• [Sezione del documento]
---

Presentazione del Messaggio del Santo Padre

per la 89ª Giornata Mondiale

del Migrante e del Rifugiato del 2003    

ACCOGLIENZA  DEGLI  IMMIGRATI

Rev.do P. Michael BLUME, S.V.D.

Sottosegretario del Pontificio Cgonsiglio

1. Il termine "accoglienza" -- in senso di una "spiritualità" d'accoglienza -- è certamente la chiave di volta del Messaggio del Santo Padre per la prossima Giornata Mondiale per i Migranti e i Profughi del 2003. L'accoglienza degli immigrati è considerata  infatti atteggiamento cristiano per eccellenza, con cui si accoglie Cristo stesso nello straniero e che si contrappone  a tutte le forme di razzismo e xenofobia, le quali si verificano nelle nostre società.  EÂ’ una accoglienza, dunque, legata a concreti "programmi di solidarietà" e a un "servizio  pratico" agli immigrati e ai profughi.

Le attuali  migrazioni non sono un fenomeno marginale, che esige solo risposte di emergenza, ma risultano essere un fenomeno strutturale, che coinvolge moltissime nazioni e incide profondamente nella vita sociale, culturale e religiosa degli Stati  di partenza e di arrivo.

Di fronte a questa realtà come dobbiamo reagire?  La storia delle migrazioni moderne ci mostra che anche nel XIX secolo la Chiesa - afferma il Papa - rispose allora con una azione a vasto raggio, di persone che avevano intuito la portata storica del fenomeno: pensiamo a Santa Francesca Saverio Cabrini, che con una congregazione religiosa, fondò numerose scuole, orfanotrofi, laboratori, ospedali; pensiamo al Beato Vescovo Scalabrini, che pure istituì due Congregazioni religiose per l'assistenza ai migranti. Egli mandò i suoi missionari nei principali porti, sia in Italia,  (per proteggerli dai  trafficanti di esseri umani) sia nelle Americhe (per accoglierli al loro arrivo e per una prima sistemazione nel nuovo ambiente). Scalabrini fondò accanto alla chiesa, scuole per i figli dei migranti, elaborò addirittura uno schema di quella che diventerà in effetti la prima legge sull'emigrazione del Governo italiano.

---

• [Elenco per l'etichettatura dei contorni]
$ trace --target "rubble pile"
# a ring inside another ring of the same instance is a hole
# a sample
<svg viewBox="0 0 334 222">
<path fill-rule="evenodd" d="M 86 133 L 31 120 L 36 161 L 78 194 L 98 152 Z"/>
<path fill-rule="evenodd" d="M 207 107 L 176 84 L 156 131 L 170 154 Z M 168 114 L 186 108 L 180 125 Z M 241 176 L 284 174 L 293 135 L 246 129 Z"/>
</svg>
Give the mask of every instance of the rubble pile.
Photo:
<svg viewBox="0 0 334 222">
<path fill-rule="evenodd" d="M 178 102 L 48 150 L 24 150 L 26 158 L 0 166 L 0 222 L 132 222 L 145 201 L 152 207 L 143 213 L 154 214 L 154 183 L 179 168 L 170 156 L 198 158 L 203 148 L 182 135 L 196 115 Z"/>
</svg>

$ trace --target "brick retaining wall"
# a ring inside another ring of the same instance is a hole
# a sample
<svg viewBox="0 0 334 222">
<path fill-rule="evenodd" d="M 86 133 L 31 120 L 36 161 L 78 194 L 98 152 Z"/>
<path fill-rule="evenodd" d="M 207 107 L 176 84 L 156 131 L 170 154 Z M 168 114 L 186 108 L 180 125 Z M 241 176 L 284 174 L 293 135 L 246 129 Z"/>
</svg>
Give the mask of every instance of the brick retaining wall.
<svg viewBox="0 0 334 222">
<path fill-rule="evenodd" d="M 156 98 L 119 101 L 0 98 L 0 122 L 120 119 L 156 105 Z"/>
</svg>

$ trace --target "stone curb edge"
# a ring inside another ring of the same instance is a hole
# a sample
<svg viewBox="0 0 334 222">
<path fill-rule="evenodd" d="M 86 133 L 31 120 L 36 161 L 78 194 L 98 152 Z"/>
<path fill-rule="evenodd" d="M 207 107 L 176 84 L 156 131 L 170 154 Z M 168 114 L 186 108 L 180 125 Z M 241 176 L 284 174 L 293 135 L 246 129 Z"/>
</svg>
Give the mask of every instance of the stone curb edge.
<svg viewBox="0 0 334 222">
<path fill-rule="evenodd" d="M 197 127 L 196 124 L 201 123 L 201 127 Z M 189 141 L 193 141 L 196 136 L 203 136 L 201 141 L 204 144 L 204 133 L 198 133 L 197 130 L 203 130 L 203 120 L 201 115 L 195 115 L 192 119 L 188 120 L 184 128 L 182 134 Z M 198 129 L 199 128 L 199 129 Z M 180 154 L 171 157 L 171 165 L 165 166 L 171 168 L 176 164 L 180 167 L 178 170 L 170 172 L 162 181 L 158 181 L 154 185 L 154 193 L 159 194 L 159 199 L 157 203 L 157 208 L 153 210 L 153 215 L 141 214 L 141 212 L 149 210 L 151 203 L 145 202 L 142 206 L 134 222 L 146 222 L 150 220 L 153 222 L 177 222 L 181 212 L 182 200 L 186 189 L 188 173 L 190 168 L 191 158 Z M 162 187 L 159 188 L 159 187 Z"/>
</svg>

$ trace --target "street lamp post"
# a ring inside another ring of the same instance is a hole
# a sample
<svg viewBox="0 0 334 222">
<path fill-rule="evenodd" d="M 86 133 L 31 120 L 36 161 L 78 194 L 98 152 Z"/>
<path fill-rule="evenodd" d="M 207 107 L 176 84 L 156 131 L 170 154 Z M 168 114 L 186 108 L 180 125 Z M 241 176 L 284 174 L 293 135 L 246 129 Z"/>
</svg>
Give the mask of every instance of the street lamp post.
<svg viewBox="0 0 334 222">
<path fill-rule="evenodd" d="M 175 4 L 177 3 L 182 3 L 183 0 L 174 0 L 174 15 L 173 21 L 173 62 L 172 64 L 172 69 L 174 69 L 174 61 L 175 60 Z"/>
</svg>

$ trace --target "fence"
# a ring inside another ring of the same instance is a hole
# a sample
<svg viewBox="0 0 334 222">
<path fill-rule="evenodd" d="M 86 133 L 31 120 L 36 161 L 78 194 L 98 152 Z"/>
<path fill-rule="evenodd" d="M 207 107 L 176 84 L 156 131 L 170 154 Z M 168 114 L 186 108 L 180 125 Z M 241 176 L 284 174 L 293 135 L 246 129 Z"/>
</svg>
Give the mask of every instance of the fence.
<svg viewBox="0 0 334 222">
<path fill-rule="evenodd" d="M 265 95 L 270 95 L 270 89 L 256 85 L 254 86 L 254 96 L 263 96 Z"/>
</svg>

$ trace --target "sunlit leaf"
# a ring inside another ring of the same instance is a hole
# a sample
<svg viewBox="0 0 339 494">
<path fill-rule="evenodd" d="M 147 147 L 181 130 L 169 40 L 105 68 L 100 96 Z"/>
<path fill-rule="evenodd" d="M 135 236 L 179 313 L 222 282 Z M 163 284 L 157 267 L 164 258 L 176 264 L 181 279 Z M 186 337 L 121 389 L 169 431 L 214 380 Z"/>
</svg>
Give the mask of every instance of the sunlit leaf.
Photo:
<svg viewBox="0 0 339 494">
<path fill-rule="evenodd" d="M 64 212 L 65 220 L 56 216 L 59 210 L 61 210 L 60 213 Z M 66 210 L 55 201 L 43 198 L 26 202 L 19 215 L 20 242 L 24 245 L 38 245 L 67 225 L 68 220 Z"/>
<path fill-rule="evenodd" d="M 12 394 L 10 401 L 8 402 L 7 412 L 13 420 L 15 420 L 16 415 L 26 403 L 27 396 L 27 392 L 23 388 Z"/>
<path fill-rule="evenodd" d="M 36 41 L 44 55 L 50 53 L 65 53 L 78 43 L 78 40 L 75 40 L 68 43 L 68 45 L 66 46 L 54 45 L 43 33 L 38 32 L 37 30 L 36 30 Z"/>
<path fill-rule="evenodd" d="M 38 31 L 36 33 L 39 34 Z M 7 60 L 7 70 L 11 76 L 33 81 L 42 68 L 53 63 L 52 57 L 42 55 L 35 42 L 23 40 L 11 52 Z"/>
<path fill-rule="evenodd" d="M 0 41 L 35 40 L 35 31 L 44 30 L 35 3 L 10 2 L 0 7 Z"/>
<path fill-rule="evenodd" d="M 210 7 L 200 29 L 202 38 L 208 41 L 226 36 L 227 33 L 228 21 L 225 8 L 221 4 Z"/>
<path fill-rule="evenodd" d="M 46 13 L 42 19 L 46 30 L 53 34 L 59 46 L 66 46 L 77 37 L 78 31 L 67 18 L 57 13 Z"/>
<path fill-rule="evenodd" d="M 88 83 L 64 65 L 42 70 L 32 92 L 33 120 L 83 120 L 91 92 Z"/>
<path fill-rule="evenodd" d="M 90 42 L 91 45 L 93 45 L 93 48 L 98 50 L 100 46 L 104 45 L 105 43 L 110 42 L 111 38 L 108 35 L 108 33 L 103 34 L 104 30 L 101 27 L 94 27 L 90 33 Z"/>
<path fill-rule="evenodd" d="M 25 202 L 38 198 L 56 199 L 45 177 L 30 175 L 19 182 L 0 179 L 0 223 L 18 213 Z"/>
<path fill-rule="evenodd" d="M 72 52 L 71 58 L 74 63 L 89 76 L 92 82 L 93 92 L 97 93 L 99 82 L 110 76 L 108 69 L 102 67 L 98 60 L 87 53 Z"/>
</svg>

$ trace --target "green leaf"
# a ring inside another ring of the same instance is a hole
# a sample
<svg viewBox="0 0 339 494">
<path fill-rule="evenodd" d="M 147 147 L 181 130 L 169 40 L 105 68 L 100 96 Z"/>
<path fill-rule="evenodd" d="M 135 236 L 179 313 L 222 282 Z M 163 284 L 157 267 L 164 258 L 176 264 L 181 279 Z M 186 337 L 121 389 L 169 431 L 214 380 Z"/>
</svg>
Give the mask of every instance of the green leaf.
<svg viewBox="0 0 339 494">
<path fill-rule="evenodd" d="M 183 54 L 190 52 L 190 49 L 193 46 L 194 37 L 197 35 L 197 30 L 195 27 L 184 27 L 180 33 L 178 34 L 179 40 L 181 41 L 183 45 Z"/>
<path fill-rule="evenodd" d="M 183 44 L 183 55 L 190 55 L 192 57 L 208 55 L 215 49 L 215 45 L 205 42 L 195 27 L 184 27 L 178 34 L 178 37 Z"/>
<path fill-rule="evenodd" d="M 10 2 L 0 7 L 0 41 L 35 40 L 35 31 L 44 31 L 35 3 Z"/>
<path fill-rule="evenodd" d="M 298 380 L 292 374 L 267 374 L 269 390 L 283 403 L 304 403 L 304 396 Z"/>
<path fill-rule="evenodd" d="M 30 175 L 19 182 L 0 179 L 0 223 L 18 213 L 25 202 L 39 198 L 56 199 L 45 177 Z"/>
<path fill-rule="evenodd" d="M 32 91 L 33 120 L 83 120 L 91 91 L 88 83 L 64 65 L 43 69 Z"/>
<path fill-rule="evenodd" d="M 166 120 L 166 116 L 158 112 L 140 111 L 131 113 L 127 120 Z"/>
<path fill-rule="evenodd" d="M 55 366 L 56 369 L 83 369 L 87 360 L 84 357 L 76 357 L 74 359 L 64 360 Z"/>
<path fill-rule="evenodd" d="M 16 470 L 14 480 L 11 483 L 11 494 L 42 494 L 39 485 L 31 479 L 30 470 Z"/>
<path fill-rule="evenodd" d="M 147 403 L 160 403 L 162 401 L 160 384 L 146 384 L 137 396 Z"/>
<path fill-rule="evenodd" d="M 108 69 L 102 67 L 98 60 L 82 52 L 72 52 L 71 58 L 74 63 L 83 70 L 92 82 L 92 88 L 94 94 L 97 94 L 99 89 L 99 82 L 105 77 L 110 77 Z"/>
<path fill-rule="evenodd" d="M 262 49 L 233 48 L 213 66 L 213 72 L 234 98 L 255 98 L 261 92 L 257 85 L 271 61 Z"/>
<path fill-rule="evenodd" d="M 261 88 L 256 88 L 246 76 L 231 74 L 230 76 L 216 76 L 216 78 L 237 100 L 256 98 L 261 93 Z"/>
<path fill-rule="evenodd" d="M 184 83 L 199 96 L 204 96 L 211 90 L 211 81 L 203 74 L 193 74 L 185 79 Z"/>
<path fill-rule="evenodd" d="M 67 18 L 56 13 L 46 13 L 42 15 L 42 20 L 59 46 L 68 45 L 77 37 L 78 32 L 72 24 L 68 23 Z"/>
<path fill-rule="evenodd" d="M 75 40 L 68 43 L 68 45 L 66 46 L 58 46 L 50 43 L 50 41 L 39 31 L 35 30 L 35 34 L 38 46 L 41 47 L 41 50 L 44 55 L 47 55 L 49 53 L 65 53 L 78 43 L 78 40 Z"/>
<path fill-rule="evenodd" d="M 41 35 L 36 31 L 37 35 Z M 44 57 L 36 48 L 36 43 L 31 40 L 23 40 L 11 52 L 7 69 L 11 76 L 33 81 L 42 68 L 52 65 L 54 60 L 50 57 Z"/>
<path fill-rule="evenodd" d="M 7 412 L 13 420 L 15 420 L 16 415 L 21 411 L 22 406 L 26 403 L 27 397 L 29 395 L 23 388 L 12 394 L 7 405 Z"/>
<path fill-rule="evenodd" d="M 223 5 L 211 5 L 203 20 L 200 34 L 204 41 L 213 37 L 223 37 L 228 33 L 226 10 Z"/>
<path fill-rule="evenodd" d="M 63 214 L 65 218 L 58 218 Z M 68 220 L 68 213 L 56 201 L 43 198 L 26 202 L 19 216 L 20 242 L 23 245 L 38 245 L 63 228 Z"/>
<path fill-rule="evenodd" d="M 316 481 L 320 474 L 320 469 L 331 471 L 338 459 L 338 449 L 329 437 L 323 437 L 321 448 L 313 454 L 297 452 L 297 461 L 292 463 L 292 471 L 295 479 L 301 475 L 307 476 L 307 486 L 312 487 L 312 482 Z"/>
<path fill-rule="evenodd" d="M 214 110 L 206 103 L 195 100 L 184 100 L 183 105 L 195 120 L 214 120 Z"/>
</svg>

---

• [Consegna] Riproduci alla lettera il passo del testo sull'accoglienza degli immigrati, cominciando da "Rev.do P. Michael" e terminando con "e ai profughi.". L'elenco qui sopra non serve.

• [Soluzione]
Rev.do P. Michael BLUME, S.V.D.

Sottosegretario del Pontificio Cgonsiglio

1. Il termine "accoglienza" -- in senso di una "spiritualità" d'accoglienza -- è certamente la chiave di volta del Messaggio del Santo Padre per la prossima Giornata Mondiale per i Migranti e i Profughi del 2003. L'accoglienza degli immigrati è considerata  infatti atteggiamento cristiano per eccellenza, con cui si accoglie Cristo stesso nello straniero e che si contrappone  a tutte le forme di razzismo e xenofobia, le quali si verificano nelle nostre società.  EÂ’ una accoglienza, dunque, legata a concreti "programmi di solidarietà" e a un "servizio  pratico" agli immigrati e ai profughi.